• The exercise:
Recast the lines of the items below, from the line containing "locate the paper napkin in the photo above" through the line containing "(1057, 151)", as a JSON list of strings with one string per line and blank lines dropped. Include only that span.

>> BEGIN Task input

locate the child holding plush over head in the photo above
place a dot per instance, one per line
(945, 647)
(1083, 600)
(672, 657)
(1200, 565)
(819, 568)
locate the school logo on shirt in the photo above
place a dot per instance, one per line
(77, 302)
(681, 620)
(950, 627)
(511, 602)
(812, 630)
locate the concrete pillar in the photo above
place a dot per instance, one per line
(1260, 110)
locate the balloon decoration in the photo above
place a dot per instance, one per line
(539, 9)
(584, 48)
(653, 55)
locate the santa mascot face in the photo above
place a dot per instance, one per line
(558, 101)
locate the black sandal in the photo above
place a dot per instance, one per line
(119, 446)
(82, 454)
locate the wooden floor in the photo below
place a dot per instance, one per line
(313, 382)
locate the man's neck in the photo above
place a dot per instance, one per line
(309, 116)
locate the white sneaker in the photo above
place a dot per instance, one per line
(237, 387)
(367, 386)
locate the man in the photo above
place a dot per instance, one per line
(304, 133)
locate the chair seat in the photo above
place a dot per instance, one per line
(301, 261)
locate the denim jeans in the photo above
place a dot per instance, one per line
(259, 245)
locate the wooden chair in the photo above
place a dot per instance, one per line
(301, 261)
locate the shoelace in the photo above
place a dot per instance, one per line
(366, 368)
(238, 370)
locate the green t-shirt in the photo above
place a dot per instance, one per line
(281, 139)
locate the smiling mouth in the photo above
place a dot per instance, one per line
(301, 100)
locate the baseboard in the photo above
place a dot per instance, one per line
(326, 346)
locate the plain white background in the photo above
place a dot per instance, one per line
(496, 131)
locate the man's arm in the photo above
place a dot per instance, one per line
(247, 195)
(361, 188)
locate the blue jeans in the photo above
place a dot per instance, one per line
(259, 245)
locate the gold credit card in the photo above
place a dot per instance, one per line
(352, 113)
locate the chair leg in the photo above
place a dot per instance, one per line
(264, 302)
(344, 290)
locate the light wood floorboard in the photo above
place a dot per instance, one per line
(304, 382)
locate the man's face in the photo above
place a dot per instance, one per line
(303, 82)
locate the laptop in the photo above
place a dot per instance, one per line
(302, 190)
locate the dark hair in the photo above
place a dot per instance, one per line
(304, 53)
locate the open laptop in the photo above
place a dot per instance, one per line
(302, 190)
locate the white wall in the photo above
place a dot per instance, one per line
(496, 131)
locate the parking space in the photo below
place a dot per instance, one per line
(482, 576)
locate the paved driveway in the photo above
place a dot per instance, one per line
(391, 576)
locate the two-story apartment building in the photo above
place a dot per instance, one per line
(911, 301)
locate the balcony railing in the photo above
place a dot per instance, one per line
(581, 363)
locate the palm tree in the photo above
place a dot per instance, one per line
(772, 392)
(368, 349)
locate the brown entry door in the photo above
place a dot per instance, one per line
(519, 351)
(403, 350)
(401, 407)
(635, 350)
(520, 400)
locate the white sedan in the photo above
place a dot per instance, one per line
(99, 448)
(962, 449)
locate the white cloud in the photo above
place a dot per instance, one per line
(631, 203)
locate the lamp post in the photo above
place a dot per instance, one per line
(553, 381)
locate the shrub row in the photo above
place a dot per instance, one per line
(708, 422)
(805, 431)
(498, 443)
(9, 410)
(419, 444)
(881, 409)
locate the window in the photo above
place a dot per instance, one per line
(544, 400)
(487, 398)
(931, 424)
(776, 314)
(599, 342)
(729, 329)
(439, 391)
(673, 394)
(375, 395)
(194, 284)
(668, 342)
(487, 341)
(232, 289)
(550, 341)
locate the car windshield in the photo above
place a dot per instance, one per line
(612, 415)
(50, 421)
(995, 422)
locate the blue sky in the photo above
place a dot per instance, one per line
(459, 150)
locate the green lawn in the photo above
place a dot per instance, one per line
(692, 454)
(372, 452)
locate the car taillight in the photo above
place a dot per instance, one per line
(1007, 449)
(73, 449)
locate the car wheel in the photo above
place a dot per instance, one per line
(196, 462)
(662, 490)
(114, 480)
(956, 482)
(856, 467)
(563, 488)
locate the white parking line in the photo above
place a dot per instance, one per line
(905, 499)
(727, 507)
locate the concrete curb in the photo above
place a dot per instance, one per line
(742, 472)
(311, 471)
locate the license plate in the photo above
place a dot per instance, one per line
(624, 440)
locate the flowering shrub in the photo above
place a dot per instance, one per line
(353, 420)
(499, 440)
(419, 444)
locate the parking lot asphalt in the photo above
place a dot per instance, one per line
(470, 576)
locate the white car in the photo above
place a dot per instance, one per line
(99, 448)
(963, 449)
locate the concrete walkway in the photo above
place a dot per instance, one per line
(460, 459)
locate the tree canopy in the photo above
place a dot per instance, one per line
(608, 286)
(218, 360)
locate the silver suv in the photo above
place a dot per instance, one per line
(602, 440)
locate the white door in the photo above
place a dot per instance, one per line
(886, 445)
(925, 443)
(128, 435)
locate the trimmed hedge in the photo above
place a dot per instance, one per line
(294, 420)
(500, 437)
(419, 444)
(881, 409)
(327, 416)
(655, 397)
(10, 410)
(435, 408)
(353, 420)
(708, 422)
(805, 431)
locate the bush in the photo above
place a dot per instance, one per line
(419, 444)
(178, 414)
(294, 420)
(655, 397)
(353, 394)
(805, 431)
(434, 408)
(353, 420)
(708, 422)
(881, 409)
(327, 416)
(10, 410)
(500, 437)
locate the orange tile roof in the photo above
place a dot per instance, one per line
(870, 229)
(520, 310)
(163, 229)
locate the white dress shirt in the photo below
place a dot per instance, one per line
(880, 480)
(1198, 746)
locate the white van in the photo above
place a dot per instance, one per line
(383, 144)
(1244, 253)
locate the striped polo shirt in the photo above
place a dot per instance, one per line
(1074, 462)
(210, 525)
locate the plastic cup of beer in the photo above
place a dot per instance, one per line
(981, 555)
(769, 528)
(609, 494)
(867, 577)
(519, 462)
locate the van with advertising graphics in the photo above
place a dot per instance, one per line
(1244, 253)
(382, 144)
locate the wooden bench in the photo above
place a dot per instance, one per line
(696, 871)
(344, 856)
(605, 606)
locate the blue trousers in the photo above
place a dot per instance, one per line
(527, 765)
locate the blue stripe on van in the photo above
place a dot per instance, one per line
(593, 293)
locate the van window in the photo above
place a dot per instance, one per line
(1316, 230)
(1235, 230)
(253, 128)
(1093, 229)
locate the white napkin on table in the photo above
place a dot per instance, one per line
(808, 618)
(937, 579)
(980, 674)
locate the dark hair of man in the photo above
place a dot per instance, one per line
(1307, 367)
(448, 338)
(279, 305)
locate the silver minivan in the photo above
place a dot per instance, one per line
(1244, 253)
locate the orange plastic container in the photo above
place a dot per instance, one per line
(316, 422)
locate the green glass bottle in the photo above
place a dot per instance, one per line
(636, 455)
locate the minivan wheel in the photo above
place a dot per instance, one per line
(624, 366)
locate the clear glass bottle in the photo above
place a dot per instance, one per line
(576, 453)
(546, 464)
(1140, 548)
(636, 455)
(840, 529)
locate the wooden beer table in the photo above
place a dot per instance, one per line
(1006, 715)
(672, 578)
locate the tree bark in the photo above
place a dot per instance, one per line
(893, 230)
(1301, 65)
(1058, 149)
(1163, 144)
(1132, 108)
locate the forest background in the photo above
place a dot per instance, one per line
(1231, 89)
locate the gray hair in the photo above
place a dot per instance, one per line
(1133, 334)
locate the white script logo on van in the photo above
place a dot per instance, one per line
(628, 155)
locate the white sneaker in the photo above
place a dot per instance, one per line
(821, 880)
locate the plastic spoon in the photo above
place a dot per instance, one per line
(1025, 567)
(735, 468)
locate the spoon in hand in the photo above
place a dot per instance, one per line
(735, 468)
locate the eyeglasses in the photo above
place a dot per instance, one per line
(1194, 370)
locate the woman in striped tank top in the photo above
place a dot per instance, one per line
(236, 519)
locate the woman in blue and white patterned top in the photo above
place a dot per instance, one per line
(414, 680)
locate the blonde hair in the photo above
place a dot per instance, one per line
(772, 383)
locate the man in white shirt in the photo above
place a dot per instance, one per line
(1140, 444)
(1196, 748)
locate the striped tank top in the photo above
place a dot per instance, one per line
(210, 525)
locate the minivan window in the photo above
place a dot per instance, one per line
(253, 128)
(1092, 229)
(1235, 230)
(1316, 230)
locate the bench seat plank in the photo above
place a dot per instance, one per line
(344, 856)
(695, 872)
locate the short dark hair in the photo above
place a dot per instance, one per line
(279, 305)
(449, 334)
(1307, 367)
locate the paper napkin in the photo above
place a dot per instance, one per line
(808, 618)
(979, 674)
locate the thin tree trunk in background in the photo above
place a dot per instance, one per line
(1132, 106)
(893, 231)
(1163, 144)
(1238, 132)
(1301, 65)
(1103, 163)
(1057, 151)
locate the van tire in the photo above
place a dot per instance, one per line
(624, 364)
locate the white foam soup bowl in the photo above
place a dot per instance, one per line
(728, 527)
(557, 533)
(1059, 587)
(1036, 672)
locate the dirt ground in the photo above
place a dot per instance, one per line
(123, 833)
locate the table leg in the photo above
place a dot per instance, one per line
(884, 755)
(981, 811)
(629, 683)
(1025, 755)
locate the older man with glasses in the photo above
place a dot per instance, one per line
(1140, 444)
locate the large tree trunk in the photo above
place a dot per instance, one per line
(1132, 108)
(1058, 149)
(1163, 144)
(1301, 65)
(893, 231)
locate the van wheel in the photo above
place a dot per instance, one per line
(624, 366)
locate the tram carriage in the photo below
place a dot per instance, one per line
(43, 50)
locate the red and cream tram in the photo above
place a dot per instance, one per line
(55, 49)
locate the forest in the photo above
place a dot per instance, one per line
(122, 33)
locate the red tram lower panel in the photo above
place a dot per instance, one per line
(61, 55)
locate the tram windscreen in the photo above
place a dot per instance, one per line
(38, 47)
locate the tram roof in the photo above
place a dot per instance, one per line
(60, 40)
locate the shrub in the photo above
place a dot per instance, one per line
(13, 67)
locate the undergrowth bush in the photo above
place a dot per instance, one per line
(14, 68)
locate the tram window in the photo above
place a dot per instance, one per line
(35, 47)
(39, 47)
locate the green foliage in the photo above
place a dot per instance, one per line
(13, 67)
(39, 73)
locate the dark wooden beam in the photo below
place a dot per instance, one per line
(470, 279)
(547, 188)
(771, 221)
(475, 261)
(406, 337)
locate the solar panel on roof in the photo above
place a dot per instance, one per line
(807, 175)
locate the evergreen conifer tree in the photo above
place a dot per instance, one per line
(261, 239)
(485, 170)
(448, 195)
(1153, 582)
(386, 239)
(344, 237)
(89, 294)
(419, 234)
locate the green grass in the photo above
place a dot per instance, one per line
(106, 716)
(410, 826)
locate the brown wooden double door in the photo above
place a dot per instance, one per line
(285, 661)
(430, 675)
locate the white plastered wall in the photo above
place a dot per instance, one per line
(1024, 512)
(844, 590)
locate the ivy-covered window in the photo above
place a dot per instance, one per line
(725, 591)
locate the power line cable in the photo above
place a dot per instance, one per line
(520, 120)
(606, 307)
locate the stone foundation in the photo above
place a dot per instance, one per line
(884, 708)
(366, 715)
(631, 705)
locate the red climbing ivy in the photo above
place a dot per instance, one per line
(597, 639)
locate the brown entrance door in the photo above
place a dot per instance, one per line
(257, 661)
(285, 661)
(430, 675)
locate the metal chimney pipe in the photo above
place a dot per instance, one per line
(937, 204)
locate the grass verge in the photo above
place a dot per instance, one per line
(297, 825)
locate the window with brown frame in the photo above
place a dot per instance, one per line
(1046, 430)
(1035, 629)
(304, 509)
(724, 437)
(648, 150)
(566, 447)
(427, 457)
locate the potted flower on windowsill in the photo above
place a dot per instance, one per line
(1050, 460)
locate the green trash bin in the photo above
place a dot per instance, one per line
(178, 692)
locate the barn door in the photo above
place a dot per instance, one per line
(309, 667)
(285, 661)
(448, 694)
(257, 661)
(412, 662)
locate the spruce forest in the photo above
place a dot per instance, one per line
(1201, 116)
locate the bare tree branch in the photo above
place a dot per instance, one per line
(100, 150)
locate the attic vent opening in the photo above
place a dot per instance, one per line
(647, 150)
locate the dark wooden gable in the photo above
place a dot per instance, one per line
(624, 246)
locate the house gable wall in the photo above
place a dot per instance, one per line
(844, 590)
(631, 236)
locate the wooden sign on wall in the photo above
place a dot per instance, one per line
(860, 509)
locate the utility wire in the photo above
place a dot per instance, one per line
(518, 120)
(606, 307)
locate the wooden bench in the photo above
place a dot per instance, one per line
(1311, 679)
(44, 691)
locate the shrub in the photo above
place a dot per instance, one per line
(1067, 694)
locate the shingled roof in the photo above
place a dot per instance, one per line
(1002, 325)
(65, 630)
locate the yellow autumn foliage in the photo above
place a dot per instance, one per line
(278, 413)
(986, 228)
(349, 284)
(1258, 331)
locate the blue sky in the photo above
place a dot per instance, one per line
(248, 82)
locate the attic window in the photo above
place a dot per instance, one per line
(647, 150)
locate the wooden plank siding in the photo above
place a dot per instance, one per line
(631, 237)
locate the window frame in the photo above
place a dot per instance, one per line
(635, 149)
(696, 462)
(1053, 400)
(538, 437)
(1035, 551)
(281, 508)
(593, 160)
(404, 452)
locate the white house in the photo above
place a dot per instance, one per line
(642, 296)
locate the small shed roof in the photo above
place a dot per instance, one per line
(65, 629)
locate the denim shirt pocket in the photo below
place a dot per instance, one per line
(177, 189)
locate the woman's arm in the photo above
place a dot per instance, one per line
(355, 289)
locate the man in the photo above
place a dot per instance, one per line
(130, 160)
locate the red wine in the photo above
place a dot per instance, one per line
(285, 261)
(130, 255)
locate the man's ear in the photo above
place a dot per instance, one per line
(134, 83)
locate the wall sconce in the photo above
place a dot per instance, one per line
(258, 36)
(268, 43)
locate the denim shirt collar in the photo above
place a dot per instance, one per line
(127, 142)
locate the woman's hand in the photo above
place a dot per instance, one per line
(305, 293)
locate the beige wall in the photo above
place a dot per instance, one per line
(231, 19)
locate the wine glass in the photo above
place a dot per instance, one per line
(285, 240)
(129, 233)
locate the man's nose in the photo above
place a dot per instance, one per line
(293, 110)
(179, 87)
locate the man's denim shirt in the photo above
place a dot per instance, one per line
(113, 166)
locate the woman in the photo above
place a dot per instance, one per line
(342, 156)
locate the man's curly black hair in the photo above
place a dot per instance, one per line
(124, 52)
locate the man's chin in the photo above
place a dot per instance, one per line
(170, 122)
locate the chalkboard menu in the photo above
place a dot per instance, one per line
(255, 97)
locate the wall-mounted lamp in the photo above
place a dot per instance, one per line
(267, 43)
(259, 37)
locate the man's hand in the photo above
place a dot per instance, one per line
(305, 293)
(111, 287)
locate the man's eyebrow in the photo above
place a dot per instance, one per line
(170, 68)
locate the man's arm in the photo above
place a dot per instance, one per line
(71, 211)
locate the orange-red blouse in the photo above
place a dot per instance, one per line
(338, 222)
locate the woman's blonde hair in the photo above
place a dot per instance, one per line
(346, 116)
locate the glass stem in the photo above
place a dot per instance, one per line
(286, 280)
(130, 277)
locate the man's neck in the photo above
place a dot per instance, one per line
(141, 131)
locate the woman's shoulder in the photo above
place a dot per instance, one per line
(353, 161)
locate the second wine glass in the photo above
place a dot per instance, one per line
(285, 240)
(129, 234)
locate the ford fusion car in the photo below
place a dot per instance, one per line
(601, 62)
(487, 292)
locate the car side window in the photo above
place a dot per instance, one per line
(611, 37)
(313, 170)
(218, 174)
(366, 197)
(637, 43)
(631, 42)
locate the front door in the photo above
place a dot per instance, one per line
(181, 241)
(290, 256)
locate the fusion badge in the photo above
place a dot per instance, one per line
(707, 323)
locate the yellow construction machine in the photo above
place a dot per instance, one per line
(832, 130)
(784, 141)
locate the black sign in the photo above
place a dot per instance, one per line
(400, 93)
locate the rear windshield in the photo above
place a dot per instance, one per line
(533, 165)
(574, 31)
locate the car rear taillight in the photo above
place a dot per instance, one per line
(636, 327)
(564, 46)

>> END Task input

• The reply:
[
  "locate the paper napkin in the photo above",
  "place a dot per instance, one per line",
  "(808, 618)",
  "(979, 674)",
  "locate the thin tree trunk in background in the photo above",
  "place a dot per instance, one per line",
  "(1132, 106)",
  "(893, 231)",
  "(1163, 144)",
  "(1238, 132)",
  "(1301, 65)",
  "(1103, 163)",
  "(1057, 151)"
]